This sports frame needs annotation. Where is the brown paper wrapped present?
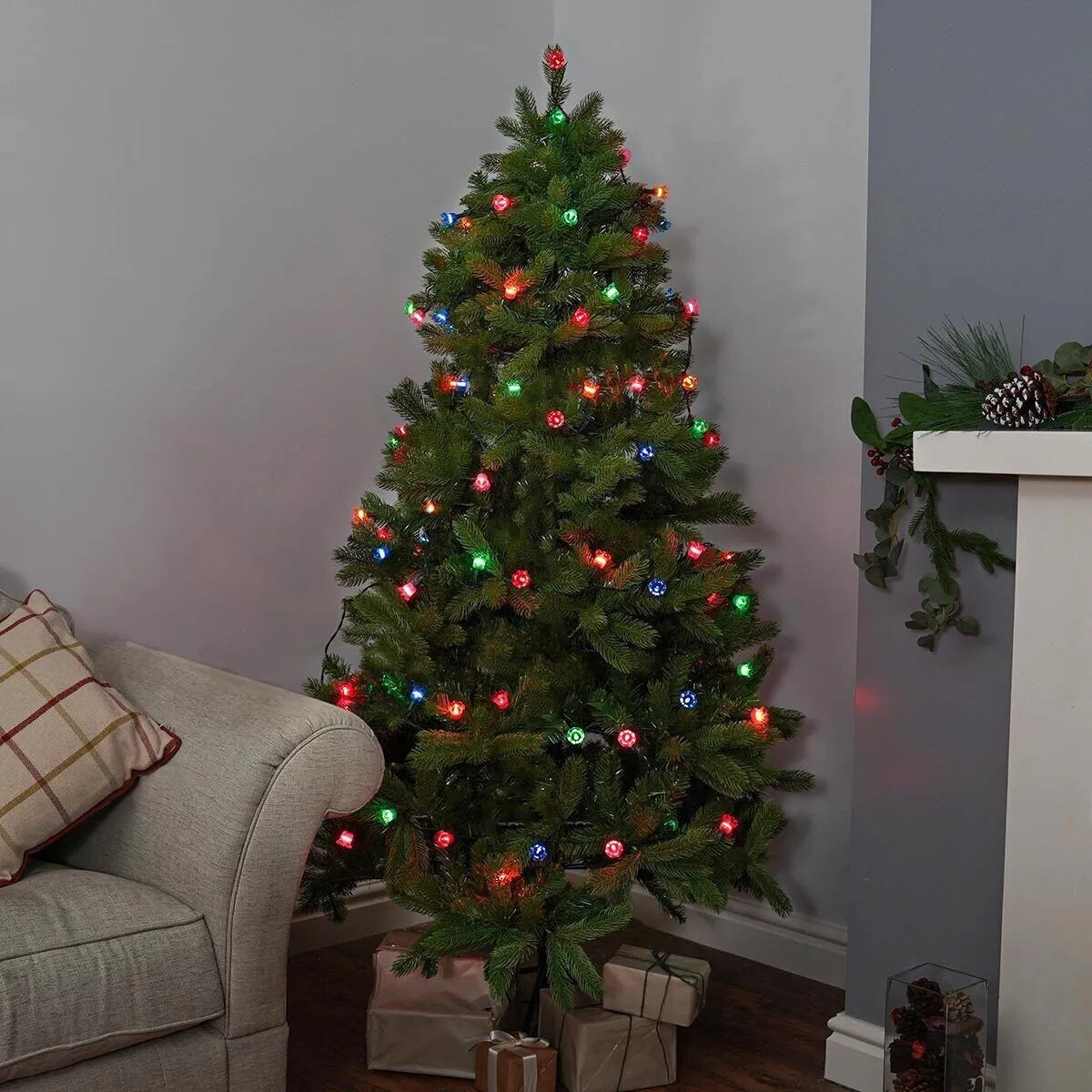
[368,926,508,1079]
[474,1031,557,1092]
[602,945,710,1027]
[539,989,675,1092]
################
Exercise prompt:
Update the rows above by changing "present" to "gift" and keeping everything else the same. Leave out the pictures.

Task solution:
This sports frame needs annotation. Where is the brown paper wrapped gift?
[368,926,508,1079]
[474,1031,557,1092]
[602,945,710,1027]
[539,989,675,1092]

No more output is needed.